• [Texte]
★ ★ ★ ★ ★

Il est frappant de constater, au demeurant, de quelle façon l’image de la pauvreté est maintenant reçue. Prenez n’importe quel « jeune » et montrez-lui un tableau religieux, par exemple la merveilleuse représentation de saint Antoine et de saint Paul ermite au désert, peinte par Grünewald ; ou bien faites-lui lire tel écrit spirituel, païen, chrétien ou musulman, louant le renoncement aux plaisirs et aux biens du monde, soit pour accéder à l’autarcie, à la liberté, soit pour se préparer au royaume des cieux. Dans le meilleur des cas, la réaction se présentera comme une incompréhension indifférente, dans le pire, comme une répulsion irrépressible devant une condition qui contredit violemment la vision qu’on a de l’existence depuis quelques siècles.

Le champ de l’humain s’est en vérité singulièrement rétréci depuis l’avènement de l’humanisme, et encore davantage depuis le siècle dit « des Lumières ».

Tout le monde se souvient par exemple de ce poème prémonitoire de Voltaire, intitulé « Le Mondain ». Voilà un exemple de cynisme matérialiste et mercantile, dont il a fallu quelque deux siècles pour saisir l’abjection. On veut bien qu’il fût une charge contre « l’infâme », contre un christianisme qui avait beaucoup à se reprocher. Mais ce qui constitua la véritable cible du philosophe au sourire constipé, ce fut la vision qu’on avait de l’Homme, et non seulement la tradition des âges du monde (d’or, d’argent, de fer), et de la nostalgie qu’on avait d’un rapport harmonieux avec son être, que l’on trouve dans la poésie profonde et dans toutes les religions, mais aussi la conviction que le bonheur ne se situait pas dans la possession, l’accumulation des biens, fussent-ils rares et luxueux, mais dans la disposition de l’âme à saisir le chant de la Terre et des Cieux, à nouer avec les éléments sacrés du Cosmos une relation nuptiale dont l’art serait la louange.

★ ★ ★ ★ ★

• [Contenu des données]
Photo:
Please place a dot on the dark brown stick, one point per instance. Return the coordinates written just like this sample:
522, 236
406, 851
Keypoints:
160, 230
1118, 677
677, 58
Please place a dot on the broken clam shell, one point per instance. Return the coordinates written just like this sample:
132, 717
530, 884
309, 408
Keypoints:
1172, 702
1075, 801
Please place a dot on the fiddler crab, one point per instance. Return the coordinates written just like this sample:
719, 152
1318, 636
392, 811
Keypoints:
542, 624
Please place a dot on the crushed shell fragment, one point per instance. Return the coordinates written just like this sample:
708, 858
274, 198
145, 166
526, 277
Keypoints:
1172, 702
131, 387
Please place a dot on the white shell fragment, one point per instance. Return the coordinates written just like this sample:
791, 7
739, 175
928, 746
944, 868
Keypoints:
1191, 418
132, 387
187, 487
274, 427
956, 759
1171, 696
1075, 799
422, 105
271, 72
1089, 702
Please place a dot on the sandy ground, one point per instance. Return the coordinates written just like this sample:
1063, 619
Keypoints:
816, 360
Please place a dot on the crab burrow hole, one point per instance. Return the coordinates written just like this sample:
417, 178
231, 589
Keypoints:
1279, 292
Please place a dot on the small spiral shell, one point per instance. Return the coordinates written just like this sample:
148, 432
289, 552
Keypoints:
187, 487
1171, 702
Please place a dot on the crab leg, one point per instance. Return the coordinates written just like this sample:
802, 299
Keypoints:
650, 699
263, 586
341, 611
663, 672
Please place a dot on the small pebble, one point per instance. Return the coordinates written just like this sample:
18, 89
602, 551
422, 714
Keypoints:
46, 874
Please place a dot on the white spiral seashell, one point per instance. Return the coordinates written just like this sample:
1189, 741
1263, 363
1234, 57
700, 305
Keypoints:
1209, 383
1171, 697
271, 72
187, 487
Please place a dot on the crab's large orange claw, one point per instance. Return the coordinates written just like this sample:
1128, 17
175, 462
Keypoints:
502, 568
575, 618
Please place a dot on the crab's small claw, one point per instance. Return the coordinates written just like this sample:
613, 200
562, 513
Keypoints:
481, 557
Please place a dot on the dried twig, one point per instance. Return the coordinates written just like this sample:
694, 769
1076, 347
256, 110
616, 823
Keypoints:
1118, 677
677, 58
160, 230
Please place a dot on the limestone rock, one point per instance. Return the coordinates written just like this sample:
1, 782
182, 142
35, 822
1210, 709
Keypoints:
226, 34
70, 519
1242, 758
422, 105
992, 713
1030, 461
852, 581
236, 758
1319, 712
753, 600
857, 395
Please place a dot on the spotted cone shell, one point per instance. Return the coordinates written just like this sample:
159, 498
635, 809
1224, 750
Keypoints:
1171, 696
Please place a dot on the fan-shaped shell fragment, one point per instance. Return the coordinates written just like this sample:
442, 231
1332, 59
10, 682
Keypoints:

★ ★ ★ ★ ★

• [Questions]
**1.** Quels âges du monde le texte sur la pauvreté cite-t-il ?
**2.** Reprenez le texte sur la pauvreté à la suite de sa dernière phrase et poursuivez-le.
Ces enregistrements proviennent d'une autre source que le texte.

• [Vos réponses]
**1.** L'âge d'or, l'âge d'argent et l'âge de fer.

**2.**
Il serait bien sûr stupide d’interdire que l’estomac crie. Le corps, la famille, le foyer, une certaine aisance matérielle appartiennent à la dignité de l’Homme, mais aussi en constituent parfois les conditions, ne serait-ce que parce que tout le monde n’a pas la vocation a devenir ermite, renonçant ou prêtre. Le devoir, le dharma, des vaishyas (commerçants, agriculteurs, banquiers, tous ceux qui s’adonnent au commerce) et des shûdras  (ceux qui exercent des travaux manuels) appartient à l’ordre du Monde.  La difficulté de notre âge est qu’il a non seulement éradiqué les autres visions, les autres devoirs (ceux des brâhmanas, à qui incombent les devoirs religieux, la conservation et la transmission des textes sacrés, voire la dignité de la science, et ceux des kshatriyas, des guerriers), mais a universalisé une perception de la vie réductrice, pauvre (au sens de minable), avilissante.

Il n’est sans doute pas d’autre source de la crise actuelle, dont la recherche des causes dans la stricte discipline économique ne fait que cacher la misère humaine, morale, existentielle d’une période dont on sent déjà les limites. Tant que le bonheur consistera à accroître les biens de consommation, à rêver de nouveaux portables, de merveilleux écrans plats, de voitures perfectionnées, de voyages touristiques pas chers etc., la société, quelle que soit sa latitude, ne fera que s’enfoncer dans la déréliction. Tant qu’on ne prendra pas conscience que la bipolarité artificielle droit/gauche, qui est projetée comme un jeu d’ombres sur les parois de caverne que sont les médias, est une façon de détourner des véritables enjeux, on ne se libérera pas des chaînes qu’on se forge soi-même.

La liberté ne se trouve pas dans l’augmentation du pouvoir d’achat, ce qui est risible, mais dans le regard que l’on porte sur les causes de notre aliénation.